3. For non-well-woman and non-well-baby care I can meet the Clinical Preventive Services for Normal-Risk Adults Recommended by the U.S. Preventive Services Task Force expectations in the context of other visits, making the dedicated appointment for a "physical" moot. On days I'm running on time or early, I often capture the wellness items even if that isn't why they came in.

A Modest Proposal #1 

Recall the English physician guilty of murdering patients CNN.com - Britain's 'Dr. Death' found hanged - Jan. 13, 2004.

The story goes on to say:
LONDON, England (CNN) -- Serial killer Harold Shipman, known as "Dr. Death," has been found dead in his prison cell in northern England, officials say...In July 2003, an inquiry found that Shipman murdered at least 215 patients, mainly elderly women.

But the part I noticed was:
Although his motive for the killings was not entirely clear, the report concluded that Shipman began ending the lives of terminally ill patients and then moved on to patients that he found annoying or uncooperative.

I wonder if this information would enhance patient compliance?

Monday, January 12, 2004

The Placebo Effect 

A fascinating link LRB | Carl Elliott : Scrivener's Palsy got me thinking a lot. I plan to read some of the books and post later.

Stupid Specialist Tricks # 1 

I was covering for an associate. His medical assistant told me their patient needed medical clearance before an elective surgery the next day.
I found out after 1 PM and was already seeing patients.
We told the surgeon's office I would be happy to review the record and make a decision at the end of the day.
The surgeon instead called me during a busy time and I was pulled from a room to review everything and clear the patient.
Even that wasn't good enough because he also needed a letter that day faxed over.

Recall the saying "a lack of planning on your part does not make it an emergency on my part".
The patient didn't do anything wrong so I did it.

My associate uses that surgeon more than I do.
I plan to use him less.
I doubt he will figure it out.

Friday, January 09, 2004

Medical Meme #3 Continued 

Not satisfied with yesterday's post, I was able to find an even better answer.
Body weight and risk of oral contraceptive failure makes more sense to me than antibiotic use.

Thursday, January 08, 2004

Medical Meme #3 Antibiotics and Oral Contraceptives 

This comes up a lot and I've often wondered about the evidence.
I was reading the Dec 24, 2003 post from code blog: tales of a nurse and saw the issue again.

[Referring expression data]
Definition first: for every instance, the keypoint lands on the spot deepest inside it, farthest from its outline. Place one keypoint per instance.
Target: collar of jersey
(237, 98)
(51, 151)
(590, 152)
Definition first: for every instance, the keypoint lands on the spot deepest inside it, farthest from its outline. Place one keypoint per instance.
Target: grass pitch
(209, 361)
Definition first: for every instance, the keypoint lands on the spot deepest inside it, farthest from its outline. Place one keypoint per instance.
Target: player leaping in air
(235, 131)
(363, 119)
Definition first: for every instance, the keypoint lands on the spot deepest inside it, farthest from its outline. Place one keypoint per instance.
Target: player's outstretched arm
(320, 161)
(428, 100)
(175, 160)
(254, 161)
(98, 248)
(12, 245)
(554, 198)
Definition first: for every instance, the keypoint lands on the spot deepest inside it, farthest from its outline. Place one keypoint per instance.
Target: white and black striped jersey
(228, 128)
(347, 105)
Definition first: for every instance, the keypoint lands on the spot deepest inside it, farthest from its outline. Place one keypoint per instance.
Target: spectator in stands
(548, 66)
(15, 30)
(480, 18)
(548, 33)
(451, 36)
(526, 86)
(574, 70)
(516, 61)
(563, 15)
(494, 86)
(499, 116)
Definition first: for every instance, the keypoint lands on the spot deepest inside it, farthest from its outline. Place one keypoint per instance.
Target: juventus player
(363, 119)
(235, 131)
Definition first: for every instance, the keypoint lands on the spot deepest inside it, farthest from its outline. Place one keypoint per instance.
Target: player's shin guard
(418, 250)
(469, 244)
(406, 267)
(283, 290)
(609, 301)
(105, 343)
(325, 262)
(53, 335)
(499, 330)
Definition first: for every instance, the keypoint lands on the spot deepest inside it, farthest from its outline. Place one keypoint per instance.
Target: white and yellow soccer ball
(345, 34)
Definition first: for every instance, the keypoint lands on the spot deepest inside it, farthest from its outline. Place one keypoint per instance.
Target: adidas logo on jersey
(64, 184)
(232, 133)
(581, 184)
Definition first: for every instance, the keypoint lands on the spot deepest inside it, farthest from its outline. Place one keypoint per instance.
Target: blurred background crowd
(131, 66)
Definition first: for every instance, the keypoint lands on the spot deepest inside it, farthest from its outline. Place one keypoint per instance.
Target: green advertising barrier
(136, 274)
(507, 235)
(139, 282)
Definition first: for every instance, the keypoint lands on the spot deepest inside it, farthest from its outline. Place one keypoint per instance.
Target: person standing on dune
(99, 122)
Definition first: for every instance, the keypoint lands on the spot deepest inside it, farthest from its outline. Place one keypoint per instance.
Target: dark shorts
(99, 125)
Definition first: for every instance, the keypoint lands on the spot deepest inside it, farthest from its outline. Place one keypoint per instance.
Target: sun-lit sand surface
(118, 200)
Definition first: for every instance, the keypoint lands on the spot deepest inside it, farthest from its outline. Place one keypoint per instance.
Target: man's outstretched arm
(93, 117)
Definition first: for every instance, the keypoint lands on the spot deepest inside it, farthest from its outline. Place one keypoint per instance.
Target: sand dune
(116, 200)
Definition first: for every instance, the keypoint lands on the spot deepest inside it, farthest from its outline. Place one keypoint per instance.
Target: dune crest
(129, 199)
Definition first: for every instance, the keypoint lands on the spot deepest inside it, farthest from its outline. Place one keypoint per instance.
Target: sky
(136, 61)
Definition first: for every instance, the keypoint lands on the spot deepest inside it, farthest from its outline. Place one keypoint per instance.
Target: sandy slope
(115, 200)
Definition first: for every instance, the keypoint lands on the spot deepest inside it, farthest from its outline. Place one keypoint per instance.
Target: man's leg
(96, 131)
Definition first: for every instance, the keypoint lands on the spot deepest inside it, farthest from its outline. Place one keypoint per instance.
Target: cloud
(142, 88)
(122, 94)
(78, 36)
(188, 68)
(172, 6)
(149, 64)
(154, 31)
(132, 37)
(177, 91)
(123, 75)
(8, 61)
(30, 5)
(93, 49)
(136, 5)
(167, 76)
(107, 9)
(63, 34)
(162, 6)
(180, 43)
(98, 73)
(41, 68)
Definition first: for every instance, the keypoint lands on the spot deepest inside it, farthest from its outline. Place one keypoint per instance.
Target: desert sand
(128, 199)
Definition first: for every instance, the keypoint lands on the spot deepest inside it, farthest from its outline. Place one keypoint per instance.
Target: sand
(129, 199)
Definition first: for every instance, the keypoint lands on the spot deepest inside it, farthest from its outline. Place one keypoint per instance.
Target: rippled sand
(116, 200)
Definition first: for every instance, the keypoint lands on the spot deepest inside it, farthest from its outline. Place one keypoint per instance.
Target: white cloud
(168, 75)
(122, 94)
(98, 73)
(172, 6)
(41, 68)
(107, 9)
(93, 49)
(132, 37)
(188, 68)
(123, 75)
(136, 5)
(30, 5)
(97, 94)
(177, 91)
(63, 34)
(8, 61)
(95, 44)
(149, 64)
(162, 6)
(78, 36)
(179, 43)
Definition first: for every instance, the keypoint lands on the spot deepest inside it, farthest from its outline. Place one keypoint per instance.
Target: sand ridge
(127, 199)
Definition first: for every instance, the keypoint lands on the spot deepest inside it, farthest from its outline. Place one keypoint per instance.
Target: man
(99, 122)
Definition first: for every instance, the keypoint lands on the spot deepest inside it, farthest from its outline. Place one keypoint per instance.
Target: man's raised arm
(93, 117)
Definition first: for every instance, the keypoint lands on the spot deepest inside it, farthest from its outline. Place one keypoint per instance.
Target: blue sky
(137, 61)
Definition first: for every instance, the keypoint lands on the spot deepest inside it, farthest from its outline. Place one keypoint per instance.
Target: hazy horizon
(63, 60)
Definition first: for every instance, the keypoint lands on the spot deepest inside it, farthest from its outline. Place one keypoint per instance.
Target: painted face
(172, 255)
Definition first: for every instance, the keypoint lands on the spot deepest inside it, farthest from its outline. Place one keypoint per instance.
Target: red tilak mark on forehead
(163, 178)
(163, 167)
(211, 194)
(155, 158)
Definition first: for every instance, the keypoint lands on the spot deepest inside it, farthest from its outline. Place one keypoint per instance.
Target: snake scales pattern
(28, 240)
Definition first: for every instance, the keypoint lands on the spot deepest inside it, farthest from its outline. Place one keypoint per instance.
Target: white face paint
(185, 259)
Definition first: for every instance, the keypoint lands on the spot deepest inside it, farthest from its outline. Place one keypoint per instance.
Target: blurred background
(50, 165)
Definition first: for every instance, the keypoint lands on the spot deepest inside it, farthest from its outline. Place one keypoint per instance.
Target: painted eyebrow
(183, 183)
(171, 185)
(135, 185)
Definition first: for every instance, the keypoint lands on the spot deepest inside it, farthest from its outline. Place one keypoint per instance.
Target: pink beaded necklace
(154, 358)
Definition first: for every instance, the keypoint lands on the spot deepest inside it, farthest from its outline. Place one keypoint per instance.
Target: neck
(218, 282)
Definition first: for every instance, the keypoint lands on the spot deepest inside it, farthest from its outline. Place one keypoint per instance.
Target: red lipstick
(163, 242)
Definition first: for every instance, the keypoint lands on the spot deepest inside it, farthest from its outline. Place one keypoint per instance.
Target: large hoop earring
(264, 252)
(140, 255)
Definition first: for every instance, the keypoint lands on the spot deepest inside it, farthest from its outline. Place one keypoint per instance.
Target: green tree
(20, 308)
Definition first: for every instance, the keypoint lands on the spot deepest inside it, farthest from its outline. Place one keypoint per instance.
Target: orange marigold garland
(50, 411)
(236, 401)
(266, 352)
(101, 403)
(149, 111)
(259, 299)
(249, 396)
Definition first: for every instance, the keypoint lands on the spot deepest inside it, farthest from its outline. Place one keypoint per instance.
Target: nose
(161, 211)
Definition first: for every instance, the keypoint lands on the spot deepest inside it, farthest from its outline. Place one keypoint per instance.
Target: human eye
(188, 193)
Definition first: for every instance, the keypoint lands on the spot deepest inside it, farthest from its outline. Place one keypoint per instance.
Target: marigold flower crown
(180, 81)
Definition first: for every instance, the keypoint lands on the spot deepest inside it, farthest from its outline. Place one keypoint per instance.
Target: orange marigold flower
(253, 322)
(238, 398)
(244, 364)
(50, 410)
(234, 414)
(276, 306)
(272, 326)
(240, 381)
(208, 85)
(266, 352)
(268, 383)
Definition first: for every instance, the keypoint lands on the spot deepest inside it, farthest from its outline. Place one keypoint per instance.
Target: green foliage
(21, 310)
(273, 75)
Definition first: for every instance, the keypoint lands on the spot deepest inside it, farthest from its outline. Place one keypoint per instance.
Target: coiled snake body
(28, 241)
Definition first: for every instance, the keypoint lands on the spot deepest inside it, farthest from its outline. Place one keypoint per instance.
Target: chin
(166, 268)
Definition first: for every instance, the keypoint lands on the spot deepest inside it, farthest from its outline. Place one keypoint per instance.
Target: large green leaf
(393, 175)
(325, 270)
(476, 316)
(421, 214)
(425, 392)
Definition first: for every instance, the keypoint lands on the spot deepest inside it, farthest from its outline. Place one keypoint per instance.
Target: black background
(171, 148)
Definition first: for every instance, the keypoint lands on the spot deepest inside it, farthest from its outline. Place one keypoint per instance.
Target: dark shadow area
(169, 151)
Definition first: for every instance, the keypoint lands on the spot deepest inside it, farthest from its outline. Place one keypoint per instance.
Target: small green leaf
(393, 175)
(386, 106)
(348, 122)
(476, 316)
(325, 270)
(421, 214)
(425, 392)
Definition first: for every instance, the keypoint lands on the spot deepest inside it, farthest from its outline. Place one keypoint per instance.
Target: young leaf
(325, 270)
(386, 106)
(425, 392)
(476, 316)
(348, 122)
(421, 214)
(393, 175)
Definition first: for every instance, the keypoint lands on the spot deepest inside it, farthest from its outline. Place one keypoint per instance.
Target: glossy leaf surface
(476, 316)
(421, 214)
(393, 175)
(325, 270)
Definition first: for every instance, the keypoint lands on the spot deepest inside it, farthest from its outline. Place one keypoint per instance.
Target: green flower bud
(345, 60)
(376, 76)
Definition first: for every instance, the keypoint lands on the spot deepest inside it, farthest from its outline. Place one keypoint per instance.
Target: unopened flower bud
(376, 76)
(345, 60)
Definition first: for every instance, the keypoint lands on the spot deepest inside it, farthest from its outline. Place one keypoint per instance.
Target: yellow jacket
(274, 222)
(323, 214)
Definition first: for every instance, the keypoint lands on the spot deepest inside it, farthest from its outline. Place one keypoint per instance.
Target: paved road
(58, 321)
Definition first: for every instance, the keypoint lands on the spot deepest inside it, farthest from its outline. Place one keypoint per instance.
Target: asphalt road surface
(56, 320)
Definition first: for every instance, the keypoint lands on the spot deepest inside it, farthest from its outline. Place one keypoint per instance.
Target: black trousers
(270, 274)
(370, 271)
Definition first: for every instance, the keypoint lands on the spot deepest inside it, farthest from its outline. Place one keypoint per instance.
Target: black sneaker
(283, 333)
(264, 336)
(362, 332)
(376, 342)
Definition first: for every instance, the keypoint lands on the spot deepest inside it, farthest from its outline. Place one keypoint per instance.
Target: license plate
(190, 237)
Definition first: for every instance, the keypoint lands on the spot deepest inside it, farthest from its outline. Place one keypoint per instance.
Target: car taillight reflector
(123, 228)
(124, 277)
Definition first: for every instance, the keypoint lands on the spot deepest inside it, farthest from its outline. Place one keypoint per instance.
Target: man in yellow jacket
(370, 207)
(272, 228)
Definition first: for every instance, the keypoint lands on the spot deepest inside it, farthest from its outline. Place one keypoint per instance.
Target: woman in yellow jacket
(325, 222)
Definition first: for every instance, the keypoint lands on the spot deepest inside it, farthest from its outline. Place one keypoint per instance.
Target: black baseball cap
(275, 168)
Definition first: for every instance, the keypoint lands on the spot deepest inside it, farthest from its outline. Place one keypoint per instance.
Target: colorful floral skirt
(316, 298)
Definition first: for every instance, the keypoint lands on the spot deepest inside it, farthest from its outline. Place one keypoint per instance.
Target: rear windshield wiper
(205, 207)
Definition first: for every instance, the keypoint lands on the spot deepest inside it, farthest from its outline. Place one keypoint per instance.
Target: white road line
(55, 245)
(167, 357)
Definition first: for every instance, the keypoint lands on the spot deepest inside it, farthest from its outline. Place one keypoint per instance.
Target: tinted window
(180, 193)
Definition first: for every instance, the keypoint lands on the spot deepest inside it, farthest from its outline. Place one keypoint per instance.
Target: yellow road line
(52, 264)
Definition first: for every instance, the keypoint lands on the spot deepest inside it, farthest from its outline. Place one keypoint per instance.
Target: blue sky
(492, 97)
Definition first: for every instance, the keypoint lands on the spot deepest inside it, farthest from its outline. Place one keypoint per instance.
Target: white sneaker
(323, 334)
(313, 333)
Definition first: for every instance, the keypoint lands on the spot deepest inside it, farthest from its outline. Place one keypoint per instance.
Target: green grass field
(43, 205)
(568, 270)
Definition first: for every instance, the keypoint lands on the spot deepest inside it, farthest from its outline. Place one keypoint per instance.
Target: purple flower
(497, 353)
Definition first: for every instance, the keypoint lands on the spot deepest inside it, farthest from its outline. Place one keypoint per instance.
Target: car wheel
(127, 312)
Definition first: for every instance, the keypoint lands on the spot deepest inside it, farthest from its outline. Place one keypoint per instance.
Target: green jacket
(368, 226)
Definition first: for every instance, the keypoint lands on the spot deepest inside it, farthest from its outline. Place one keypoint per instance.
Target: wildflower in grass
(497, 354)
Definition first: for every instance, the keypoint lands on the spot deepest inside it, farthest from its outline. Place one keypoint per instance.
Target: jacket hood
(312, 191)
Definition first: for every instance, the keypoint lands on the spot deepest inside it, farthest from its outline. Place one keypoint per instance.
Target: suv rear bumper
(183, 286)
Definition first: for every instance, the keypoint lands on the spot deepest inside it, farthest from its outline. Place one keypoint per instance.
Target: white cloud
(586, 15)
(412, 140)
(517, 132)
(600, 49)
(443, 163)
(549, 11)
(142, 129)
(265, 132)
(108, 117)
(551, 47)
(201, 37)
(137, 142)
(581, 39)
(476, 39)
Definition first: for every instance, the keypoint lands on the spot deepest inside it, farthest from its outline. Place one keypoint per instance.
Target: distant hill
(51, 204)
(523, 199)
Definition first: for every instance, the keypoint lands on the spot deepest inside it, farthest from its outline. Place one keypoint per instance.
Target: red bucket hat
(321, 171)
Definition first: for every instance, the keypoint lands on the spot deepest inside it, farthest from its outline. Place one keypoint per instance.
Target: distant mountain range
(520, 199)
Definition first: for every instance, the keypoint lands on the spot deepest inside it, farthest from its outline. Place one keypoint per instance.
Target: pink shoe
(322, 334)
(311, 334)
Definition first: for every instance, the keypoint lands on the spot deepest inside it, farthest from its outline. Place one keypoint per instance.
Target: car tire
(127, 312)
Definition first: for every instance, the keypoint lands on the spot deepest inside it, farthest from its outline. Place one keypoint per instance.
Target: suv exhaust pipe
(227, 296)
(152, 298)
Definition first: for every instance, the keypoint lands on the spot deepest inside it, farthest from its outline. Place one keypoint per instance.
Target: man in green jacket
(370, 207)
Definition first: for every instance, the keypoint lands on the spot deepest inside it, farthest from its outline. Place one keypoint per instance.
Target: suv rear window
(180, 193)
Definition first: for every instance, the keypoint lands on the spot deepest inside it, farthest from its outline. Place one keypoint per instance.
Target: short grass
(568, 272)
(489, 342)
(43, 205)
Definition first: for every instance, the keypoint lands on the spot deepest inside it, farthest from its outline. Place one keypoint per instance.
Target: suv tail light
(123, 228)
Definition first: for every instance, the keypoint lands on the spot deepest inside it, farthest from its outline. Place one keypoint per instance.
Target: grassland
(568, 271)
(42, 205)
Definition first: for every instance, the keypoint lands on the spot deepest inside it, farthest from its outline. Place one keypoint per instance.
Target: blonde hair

#### GOAL OF THE EXERCISE:
In the medical blog excerpt, how many patients did the July 2003 inquiry find that Harold Shipman had murdered?

#### RESPONSE AREA:
At least 215 patients, mainly elderly women.